What is being asked -
Down to the last character, transcribe every record.

Collected data:
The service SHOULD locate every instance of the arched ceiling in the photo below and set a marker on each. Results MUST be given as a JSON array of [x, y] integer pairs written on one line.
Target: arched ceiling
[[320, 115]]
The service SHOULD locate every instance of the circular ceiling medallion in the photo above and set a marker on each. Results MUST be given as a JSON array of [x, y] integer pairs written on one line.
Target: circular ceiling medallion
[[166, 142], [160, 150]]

Reply to the exercise -
The service SHOULD locate every instance of the arched ceiling in the photo below and set a marker on each. Results MUST be given as a JSON array of [x, y] integer pairs written on one line.
Target: arched ceiling
[[320, 115]]
The service SHOULD locate every instance of the circular ceiling medallion in the photo above and set a marker on each. Results MUST be given as a JSON array of [x, y] integer pairs written on one line.
Target: circular ceiling medallion
[[166, 142], [160, 150]]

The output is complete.